Stored data entries:
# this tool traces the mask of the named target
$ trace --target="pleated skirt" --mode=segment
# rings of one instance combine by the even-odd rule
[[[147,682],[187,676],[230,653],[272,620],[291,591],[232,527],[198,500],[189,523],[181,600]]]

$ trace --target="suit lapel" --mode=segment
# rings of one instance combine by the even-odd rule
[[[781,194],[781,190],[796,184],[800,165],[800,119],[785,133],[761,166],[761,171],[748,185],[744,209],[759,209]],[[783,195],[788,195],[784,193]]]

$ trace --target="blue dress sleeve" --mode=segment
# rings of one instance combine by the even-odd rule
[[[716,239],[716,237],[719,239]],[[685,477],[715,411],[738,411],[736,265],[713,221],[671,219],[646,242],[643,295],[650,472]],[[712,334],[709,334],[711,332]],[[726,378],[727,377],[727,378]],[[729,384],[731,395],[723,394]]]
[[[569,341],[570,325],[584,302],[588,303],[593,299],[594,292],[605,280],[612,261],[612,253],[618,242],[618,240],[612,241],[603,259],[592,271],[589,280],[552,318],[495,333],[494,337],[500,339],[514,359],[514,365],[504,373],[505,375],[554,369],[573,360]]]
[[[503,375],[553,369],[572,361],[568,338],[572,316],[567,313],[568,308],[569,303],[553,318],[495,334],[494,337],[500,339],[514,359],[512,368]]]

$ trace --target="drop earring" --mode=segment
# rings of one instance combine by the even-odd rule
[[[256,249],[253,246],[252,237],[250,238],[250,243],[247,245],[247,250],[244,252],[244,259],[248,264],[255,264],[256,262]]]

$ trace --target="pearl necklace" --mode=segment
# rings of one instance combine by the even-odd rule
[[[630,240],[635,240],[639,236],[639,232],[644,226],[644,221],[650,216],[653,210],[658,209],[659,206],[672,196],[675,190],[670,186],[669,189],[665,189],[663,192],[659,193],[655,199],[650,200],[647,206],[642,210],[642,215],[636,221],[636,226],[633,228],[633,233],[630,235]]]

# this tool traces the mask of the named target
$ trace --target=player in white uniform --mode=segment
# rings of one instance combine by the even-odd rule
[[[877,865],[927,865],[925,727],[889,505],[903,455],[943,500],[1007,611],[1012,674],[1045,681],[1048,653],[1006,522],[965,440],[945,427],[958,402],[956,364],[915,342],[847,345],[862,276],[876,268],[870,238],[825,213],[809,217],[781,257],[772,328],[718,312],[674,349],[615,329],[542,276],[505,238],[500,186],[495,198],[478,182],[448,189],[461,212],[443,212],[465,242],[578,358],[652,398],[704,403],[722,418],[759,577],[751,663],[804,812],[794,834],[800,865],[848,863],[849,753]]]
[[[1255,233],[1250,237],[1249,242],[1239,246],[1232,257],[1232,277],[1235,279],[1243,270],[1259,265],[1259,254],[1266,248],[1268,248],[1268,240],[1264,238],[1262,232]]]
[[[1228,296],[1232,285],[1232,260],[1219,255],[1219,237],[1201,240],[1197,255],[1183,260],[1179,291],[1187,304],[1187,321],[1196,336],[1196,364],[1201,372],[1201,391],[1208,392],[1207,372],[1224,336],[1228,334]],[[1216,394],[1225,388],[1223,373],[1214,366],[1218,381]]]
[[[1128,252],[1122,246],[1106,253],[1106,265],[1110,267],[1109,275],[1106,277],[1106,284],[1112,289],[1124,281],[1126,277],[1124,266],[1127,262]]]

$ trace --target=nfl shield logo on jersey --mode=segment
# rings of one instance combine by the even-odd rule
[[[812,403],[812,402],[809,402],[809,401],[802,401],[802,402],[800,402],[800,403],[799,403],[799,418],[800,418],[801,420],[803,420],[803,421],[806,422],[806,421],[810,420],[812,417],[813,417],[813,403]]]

● **EXERCISE INSTRUCTIONS**
What lines above hold the word "target"? List them all.

● **TASK ANSWER**
# this tool traces the mask of the named target
$ trace --target="pleated skirt" --mode=segment
$ trace --target="suit lapel" --mode=segment
$ trace --target="blue dress sleeve" --mode=segment
$ trace --target="drop earring" --mode=segment
$ trace --target="pearl necklace" --mode=segment
# this tool traces the mask of the named target
$ trace --target=player in white uniform --mode=segment
$ trace --target=nfl shield logo on jersey --mode=segment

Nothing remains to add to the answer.